_Records_

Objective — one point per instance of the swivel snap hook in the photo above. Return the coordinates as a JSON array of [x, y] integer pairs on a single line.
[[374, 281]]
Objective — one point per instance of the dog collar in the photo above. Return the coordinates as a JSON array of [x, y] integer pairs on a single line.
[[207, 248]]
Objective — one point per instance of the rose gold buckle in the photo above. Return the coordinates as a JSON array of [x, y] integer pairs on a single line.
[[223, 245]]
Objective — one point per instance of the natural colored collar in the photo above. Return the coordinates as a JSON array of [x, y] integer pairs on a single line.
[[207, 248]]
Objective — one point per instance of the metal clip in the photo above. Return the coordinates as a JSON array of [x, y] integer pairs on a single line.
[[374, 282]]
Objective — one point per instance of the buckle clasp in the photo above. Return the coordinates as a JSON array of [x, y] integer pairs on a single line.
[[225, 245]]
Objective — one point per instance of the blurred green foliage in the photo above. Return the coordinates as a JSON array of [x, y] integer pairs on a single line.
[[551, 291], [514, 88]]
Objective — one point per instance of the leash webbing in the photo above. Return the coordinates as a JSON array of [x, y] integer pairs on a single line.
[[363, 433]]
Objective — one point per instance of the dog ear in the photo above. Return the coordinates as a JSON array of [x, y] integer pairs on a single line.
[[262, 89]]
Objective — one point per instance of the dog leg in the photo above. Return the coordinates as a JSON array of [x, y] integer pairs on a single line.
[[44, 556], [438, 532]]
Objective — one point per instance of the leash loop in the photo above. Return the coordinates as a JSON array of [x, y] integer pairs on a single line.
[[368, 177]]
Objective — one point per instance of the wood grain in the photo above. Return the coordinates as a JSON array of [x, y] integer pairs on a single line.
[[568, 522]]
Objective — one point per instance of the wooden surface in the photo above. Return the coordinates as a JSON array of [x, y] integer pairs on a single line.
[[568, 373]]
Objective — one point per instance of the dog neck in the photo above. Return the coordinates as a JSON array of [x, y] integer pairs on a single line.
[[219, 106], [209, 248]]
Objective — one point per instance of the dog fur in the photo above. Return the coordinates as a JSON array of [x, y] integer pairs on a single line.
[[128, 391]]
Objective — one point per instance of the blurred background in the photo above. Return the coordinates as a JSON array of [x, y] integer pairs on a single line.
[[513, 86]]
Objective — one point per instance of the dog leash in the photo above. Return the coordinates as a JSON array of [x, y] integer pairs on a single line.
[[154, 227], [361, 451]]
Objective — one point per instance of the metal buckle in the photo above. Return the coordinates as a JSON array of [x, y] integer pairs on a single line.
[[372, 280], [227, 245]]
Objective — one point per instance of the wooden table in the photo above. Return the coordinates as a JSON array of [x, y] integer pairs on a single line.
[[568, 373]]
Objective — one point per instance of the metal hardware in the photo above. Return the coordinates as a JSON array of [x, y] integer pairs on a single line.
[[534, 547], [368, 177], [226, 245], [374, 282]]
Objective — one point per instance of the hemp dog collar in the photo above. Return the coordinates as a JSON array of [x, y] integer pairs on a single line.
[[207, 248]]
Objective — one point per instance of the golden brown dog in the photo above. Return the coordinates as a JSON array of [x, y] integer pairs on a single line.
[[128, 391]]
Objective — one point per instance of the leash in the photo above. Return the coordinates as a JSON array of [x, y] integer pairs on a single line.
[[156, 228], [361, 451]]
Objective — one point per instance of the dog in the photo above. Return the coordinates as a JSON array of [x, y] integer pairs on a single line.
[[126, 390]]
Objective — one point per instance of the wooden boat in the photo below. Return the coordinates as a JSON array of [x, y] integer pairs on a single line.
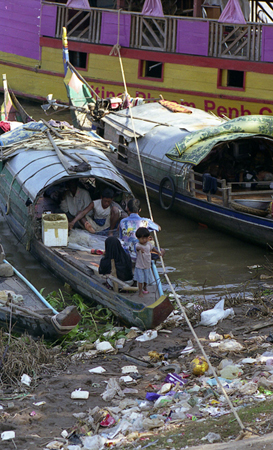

_What needs to be done_
Give back all of the material exactly, though without the images it contains.

_Finished task_
Objective — one point per instance of the swivel snap hook in the photo above. Return the coordinates as a JSON array of [x, y] integer pairs on a single line.
[[374, 281]]
Objective — one point per instance of the dog collar in the photo above. Return the coordinates as a JSON array of [x, y] integer pairs on a single line.
[[207, 248]]
Objective — one point per instance of the rose gold buckle in the photo above. Return the coordinates as a JSON array of [x, y] integer pairs on a single line.
[[223, 245]]
Objective — one point per instance of the natural colored collar in the photo above. Return the coordinates as a JSON array of [x, y] integer pairs on a single line.
[[207, 248]]
Objective — one point per instance of the metal clip in the photo above. Return the coordinates as a JSON array of [x, y] integer pairs on a single line.
[[374, 282]]
Objective — one point per instance of the buckle clasp in the photo above. Return the coordinates as a JSON array of [x, y] integer pairs on a single line.
[[225, 245]]
Objective — one point per instance of the blurred green foliage in the photo above. Return the coordinates as a JSON array of [x, y] integer pairs on a single line.
[[551, 291], [514, 88]]
Objective — one point per instance of the leash webbing in the photo above. Return the coordinates as a JSON array of [x, y] integer pairs on a single line.
[[363, 433]]
Objective — one point per instance of the dog ear in the photo above. Return the coordinates as a JSON array of [x, y] integer pairs on a single line.
[[262, 89]]
Objective — one point per instance of the dog leg in the photo above. Return the coordinates as a JSON array of [x, y] integer pairs on a single line.
[[44, 556], [438, 532]]
Objective — one point per instance of the leash loop in the photo above. Return the coordinates as a JSON array of [x, y] integer pairs on a single line.
[[368, 177]]
Objective — one point per instance of the wood grain in the photo above. Return the coordinates as a JSON array of [x, y] integer pairs on a single line.
[[568, 522]]
Objective — one point per instance of the wooden surface in the photo above. Return the coordinates as a JSON array of [x, y] integer pairs on a single line.
[[568, 373]]
Objective — one point per instance of the dog neck in the photo above. Return the coordinates as a JSON array of [x, y] integer pairs on a single line.
[[219, 106], [209, 248]]
Objective — one point per instance of the dog fur in the photo above. Return the coordinates as a JSON array of [x, y] integer pairs on a single line.
[[128, 391]]
Objective — one point per instance of the blurred background in the photo above. Return the coordinates as a JSON array of [x, y] integer pairs on a single line.
[[513, 86]]
Objective — one point per instance of the dog leash in the photo above. Return the coordinates as a JSON array of [x, y] integer pairs on a single line.
[[154, 227], [361, 451]]
Objective — one point per instance of the metal buckle in the photo above. Return the coordinates as a JSON array of [x, y] integer pairs on a single line.
[[372, 280], [227, 245]]
Objective — one point per instance of the wooden table in the photo above. Return the coordinates as a JSON array of [x, y] integer pairs on a single line.
[[568, 373]]
Objective — one point per instance of the metal hardware in the photo above. Return the coordinates as a JSON array of [x, y] integer pairs on a single line.
[[534, 547], [368, 177], [226, 245], [374, 282]]
Objective — one point per instance of the hemp dog collar in the photo above. Return the coordinates as a JSON array of [x, y] integer pairs on a single line.
[[207, 248]]
Objective — one point per instance of the golden brown dog in the photo above. Return the coordinates as a JSON array of [x, y] integer pairs on a single line.
[[128, 391]]
Objective — one point per instance of the leash in the photo above. Return the coordinates as a JSON array of [x, y] integer pairs on a single line.
[[156, 228], [361, 451]]
Objective — one point per instance of the dog in the photo above. Return the coordinates as a JSON array of [x, y] integer pairs on a single line.
[[126, 390]]
Objective — one point per instance of the wooden boat in the photo below. Return the coordinates as a JSON array of [x, y] integer pairs on a single line.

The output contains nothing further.